■ Travail à faire:
- a) Résumez la page en deux phrases.
- b) D'après la page, quels lieux les auteurs de roman noir arpentent-ils ?
- c) Selon la page, pourquoi la publication d'un roman de Brigneau chez Baleine gêne-t-elle ses auteurs ? Répondez en une ou deux phrases.

■ Page:
Parce que si je préfère être publié chez Baleine que dans une maison d’extrême droite, il y a des raisons. Une partie du roman noir français est politisée, à des degrés divers. Sans toujours reprendre intégralement la ligne des soixante huitards néopolardeux de jadis, on s’y retrouve. On arpente, nombreux, les lycées, les prisons, les CFA, les bibliothèques, les expériences et interventions sociales, les festivals : toute une communauté d’esprit. On sait toujours parfaitement pourquoi on nous appelle, nous. On rabâche, dans nos livres, dans les débats, dans les salons, les festivals… On milite d’une certaine façon, via la littérature qui s’inspire du présent.
Parce qu’en publiant un roman de Brigneau -en faisant rentrer l’extrême droite chez Baleine- Jean-François va nous contraindre de sans cesse nous justifier, parler de ça, de dire qu’on est contre, mais que voilà, hein… Il nous kidnappe la parole. Or, je ne supporte pas d’avoir le cul entre deux chaises et de devoir m’expliquer de choses dont je ne suis pas responsable. Il y a énormément d’auteurs dans ce cas.
Parce qu’il n’a pas consulté les auteurs de chez Baleine, qui, encore une fois, ne sont pas chez Baleine par hasard.
Parce qu’il nous fout une merde entre nous dont on n’a pas besoin : réveil des vieilles haines, prises de positions intenables qui font littéralement chier tout le monde : « je signe pas car j’ai peu de livres chez eux, on va dire que c’est parce que je m’en fous » ou « je signe pas parce que je n’aurai plus d’éditeur » ou « je signe pas car j’ai un bouquin à sortir et j’en ai bavé durant des mois,… mais il est déjà foutu ». On se prend la tête. On est effarés. On ne parle plus que de cela (et je vis avec une auteure de Poulpe, elle aussi, à l’origine du « retour », Lalie Walker).

■ Bloc de données:
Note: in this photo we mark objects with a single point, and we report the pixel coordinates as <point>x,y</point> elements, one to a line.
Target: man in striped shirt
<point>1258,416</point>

■ Réponses dans l'ordre:
- a) La page explique pourquoi la publication d'un roman de Brigneau chez Baleine par Jean-François pose problème : une partie du roman noir français est politisée, ses auteurs militent par la littérature, et faire entrer l'extrême droite chez Baleine les contraindrait à se justifier sans cesse. Elle reproche aussi à Jean-François de ne pas avoir consulté les auteurs de Baleine et de semer entre eux des tensions dont ils n'ont pas besoin.

- b) Les lycées, les prisons, les CFA, les bibliothèques, les expériences et interventions sociales, et les festivals.

- c) En faisant entrer l'extrême droite chez Baleine, Jean-François les contraindrait à se justifier sans cesse, à en parler et à dire qu'ils sont contre, ce qui revient à leur confisquer la parole. La page ajoute qu'il est insupportable de devoir s'expliquer de choses dont on n'est pas responsable.